Kısa görev 1: Holdingin bağlı şirketlere verdiği hizmetlerin faturalanmasıyla ilgili metinde, bu hizmetlerin bağlı şirketlerce gider yazılabilmesi için sayılan bütün şartları listeleyin.

Okunacak metin:
* * *

Holding tarafından bağlı şirketlere verilen hizmetler için fatura düzenlenmesi zorunlu olup verilen hizmetin karşılığını teşkil eden bedelin, Kurumlar Vergisi Kanununun 13 üncü maddesinde yer alan emsallere uygunluk ilkesine göre belirlenmesi gerekmektedir.
Holding tarafından verilen bu tür hizmetlerin bağlı şirketlerce gider yazılabilmesi için,

  • Hizmetin mutlaka verilmiş olması,
  • Kesilen faturada hizmet türünün ayrıntılı olarak belirtilmesi,
  • Tek faturada birden fazla hizmet bedelinin bir arada yer alması halinde, her hizmet bedelinin ayrı ayrı gösterilmesi,
şarttır.
Yukarıda belirtilen koşullara uygun olarak bağlı şirketler, holding tarafından kesilen fatura bedelini gider olarak kayıtlarında gösterebileceklerdir.” düzenlemesine yer verilmiştir.

* * *

Verilen girdiler:
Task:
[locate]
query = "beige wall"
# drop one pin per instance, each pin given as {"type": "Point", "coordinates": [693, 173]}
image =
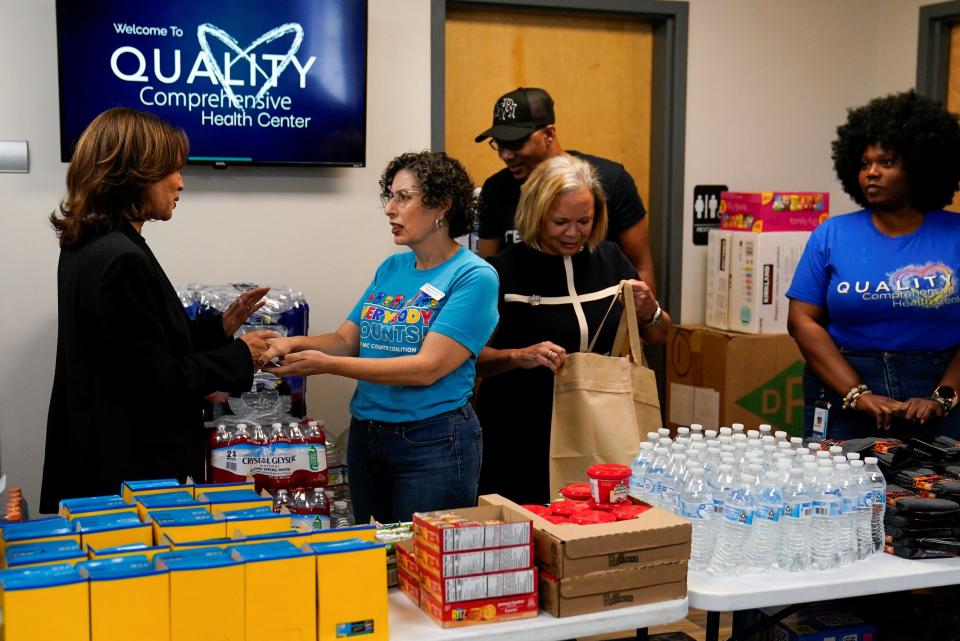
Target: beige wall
{"type": "Point", "coordinates": [768, 82]}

* * *

Kısa görev 2: Yukarıdaki girdileri, içlerindeki "beige wall" ifadesi her yerde "gray wall" ile değiştirilmiş olarak tekrar yazın ve başka hiçbir şeye dokunmayın. Resmi yanıta koymayın.

Görevin çözümü 1:
- Hizmetin mutlaka verilmiş olması
- Kesilen faturada hizmet türünün ayrıntılı olarak belirtilmesi
- Tek faturada birden fazla hizmet bedelinin bir arada yer alması halinde, her hizmet bedelinin ayrı ayrı gösterilmesi

Görevin çözümü 2:
Task:
[locate]
query = "gray wall"
# drop one pin per instance, each pin given as {"type": "Point", "coordinates": [693, 173]}
image =
Target: gray wall
{"type": "Point", "coordinates": [768, 82]}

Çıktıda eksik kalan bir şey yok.